-- Start of Material --

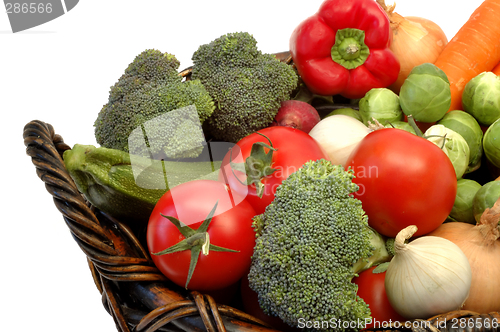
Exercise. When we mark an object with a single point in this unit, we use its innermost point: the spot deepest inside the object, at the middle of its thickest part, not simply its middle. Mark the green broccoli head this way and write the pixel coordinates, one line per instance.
(246, 85)
(310, 242)
(139, 117)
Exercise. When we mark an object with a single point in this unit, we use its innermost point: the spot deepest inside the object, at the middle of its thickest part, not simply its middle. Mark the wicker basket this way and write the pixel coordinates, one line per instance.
(134, 292)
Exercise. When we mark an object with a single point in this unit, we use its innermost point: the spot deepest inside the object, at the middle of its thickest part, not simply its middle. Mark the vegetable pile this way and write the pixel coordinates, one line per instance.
(358, 183)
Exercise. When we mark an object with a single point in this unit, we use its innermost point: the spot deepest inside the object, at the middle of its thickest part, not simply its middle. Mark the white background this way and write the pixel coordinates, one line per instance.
(60, 73)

-- End of Material --

**What the exercise asks**:
Rewrite the listing above with "innermost point" replaced by "deepest point" and everything else unchanged. Leave the pictures out of your answer.

**Solved problem**:
Exercise. When we mark an object with a single point in this unit, we use its deepest point: the spot deepest inside the object, at the middle of its thickest part, not simply its middle. Mark the green broccoli head this way and write the pixel coordinates, one line per instance.
(246, 85)
(310, 242)
(139, 117)
Exercise. When we mark an object with a single point in this unit, we use its deepest point: the spot deepest inside the object, at the middle of its thickest part, not simply its middle. Mark the wicker basket this way and write the pixel coordinates, one line per instance.
(134, 292)
Exercise. When we mark an object with a single point in this unit, we use its deepest point: the spot deepest inside the object, at the middle of its thickest part, not simply its middle. Mark the vegetable pile this way and write the pixel coordinates, one line per instance.
(358, 183)
Exercise. When we mark an object with a single point in this unit, we use its deepest point: the spot deepest inside the object, at the middle of its thickest part, not simply its middle. Mark the white background this way and write the pixel coordinates, one line per instance.
(60, 73)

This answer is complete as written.